To Dhanasekaran, tissue sampling is like a "smoothie," in how the intricate differences between cells are blended together in aggregate measurements, while single-cell sampling allows them to be distinguished much like the ingredients in a "salad."

"That was really a great opportunity for us to … give attention each cell type deserves, and then know what they have to offer to us," he said.

In the study, Dhanasekaran and his co-authors employed single-cell RNA sequencing to determine which genes a given cell expresses. The process provided great detail about the behavior of each cell subtype, allowing for the creation of a gene-expression profile of each subtype, which could then be used to determine the type of cell each tumor began as.

"Single-cell RNA sequencing was key to allowing us to monitor gene-expression patterns in each individual cell, revealing the mechanisms at play within the tumor microenvironment that can predict overall survival," said cancer biologist Arul Chinnaiyan, another senior author and a professor of pathology and urology at the University of Michigan.

Using 14 samples from nine patients, the researchers analyzed the gene expression of nearly 30,000, including both benign and tumorous kidney cells. They identified 12 subtypes of healthy kidney cells, some well recognized and others poorly understood, and analyzed the cells and their interactions present in the tumor microenvironment in clear cell renal cell carcinoma, the most common kind of kidney cancer.

The benign and the tumorous cells were compared to identify which subtype each cancer originated from, as well as the differences between the two categories, to determine what gene-expression changes were associated with cancerous growth.

[Provided material]
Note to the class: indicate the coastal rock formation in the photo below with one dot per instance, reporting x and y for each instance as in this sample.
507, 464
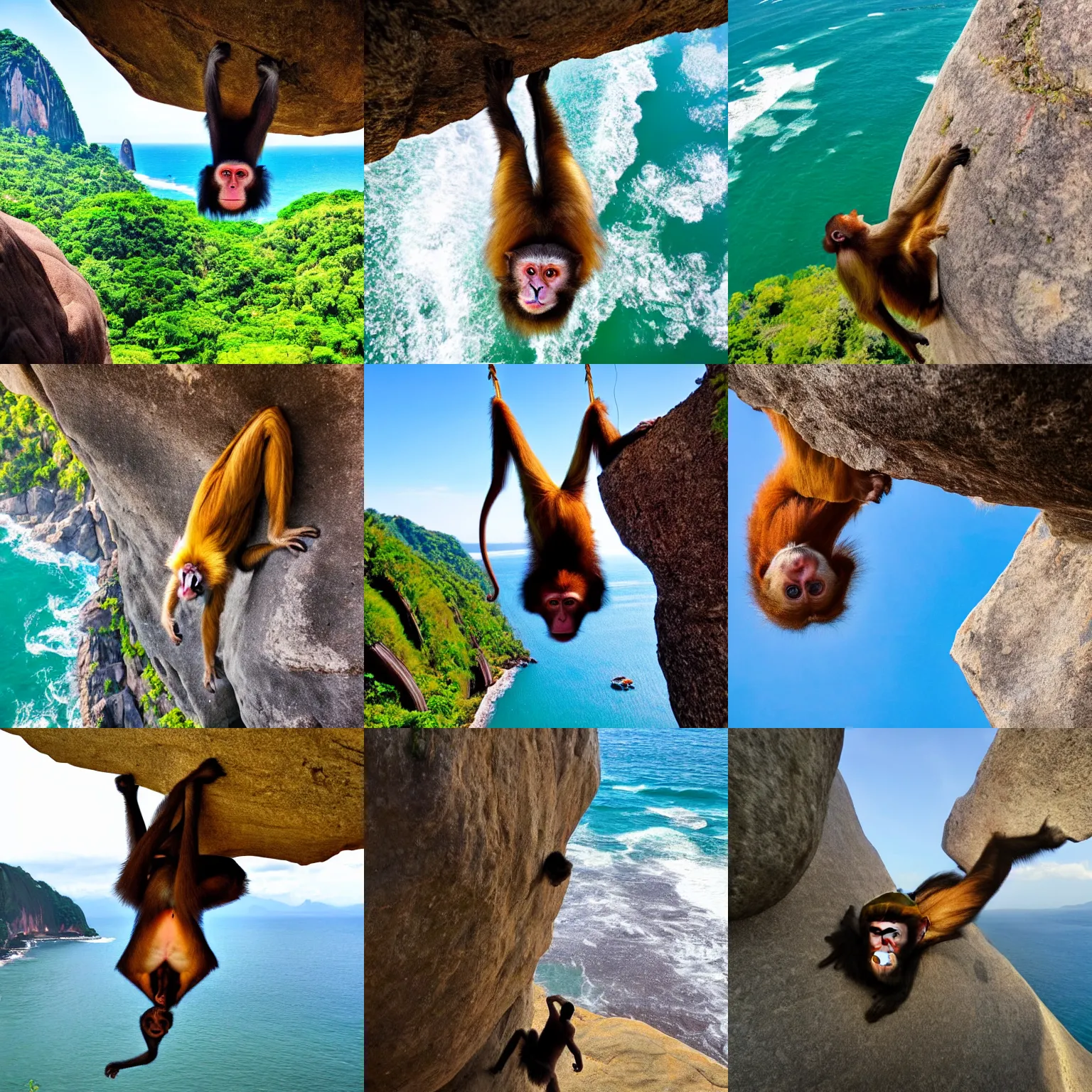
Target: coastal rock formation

---

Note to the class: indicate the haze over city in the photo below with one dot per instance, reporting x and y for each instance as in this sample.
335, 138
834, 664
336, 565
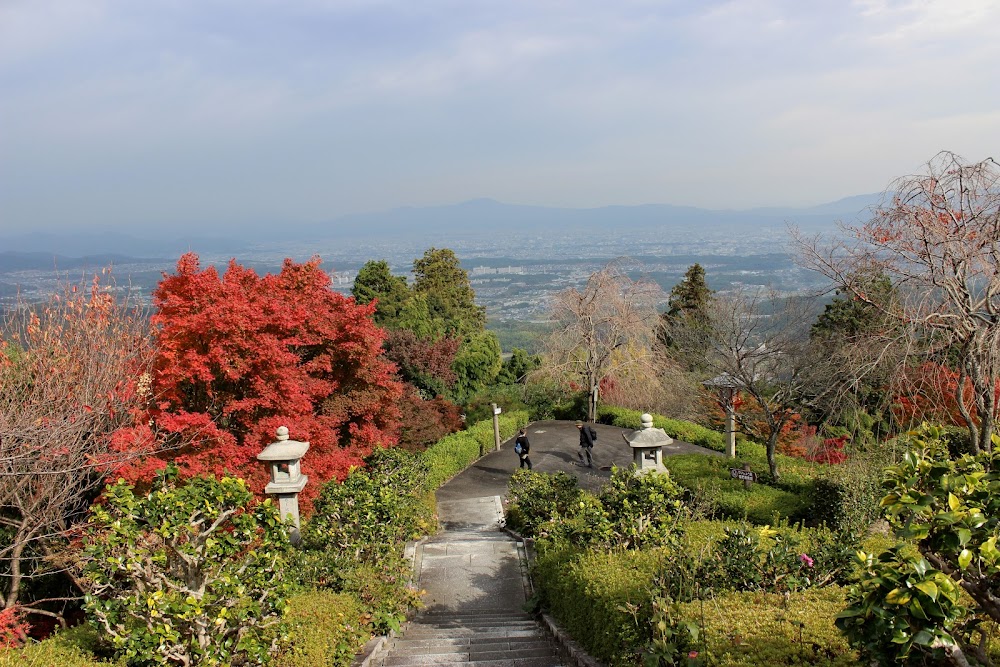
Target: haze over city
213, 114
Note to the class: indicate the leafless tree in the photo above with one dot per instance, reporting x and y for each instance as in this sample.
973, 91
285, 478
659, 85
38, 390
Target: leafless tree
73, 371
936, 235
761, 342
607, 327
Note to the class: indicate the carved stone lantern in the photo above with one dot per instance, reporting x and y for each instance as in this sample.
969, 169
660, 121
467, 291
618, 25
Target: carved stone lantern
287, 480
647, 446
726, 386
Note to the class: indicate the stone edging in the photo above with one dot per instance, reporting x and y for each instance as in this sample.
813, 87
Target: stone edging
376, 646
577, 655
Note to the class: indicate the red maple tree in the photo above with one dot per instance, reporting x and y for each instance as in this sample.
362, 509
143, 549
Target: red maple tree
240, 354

--

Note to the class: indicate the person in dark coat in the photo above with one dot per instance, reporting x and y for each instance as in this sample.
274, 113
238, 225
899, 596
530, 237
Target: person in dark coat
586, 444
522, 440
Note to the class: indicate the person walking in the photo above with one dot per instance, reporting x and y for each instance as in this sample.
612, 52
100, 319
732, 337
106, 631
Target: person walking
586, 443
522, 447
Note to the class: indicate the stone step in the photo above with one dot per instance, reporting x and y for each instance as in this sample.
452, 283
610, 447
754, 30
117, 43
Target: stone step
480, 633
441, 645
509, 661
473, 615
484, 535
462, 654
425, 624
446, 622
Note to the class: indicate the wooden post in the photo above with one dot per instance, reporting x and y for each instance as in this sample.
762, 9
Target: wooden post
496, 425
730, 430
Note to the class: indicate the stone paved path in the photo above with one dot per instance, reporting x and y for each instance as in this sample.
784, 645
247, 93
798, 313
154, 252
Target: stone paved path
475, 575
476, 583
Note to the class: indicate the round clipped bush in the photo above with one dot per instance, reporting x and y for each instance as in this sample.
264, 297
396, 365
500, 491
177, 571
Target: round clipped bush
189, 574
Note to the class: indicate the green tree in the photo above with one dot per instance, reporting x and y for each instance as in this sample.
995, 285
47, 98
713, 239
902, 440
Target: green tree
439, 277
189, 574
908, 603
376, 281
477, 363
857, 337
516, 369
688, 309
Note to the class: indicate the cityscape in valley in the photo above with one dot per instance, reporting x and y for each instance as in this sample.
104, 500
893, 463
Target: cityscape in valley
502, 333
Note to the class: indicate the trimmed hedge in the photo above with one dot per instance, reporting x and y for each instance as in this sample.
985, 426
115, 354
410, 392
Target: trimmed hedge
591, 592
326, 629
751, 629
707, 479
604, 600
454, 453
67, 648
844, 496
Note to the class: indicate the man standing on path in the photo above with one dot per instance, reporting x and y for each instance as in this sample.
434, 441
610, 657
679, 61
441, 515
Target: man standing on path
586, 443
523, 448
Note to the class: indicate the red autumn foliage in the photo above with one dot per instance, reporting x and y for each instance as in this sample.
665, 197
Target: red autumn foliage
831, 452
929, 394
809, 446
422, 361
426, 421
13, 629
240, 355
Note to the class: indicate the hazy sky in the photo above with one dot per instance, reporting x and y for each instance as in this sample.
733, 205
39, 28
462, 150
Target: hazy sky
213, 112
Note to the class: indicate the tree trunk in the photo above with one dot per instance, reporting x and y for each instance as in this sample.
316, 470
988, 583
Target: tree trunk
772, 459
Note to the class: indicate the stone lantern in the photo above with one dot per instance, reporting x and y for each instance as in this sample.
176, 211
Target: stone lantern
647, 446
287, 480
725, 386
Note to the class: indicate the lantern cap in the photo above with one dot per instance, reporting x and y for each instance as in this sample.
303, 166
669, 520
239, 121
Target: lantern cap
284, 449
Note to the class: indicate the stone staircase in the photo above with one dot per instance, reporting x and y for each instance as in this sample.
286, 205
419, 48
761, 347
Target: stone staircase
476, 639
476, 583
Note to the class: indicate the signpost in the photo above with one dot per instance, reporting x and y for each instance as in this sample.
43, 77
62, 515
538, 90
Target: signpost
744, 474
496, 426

[Task directions]
Using the verb "determine" in the kidney cancer text, list each thing the text says the study's methods were meant to determine.

[Reply]
- Which genes a given cell expresses
- The type of cell each tumor began as
- What gene-expression changes were associated with cancerous growth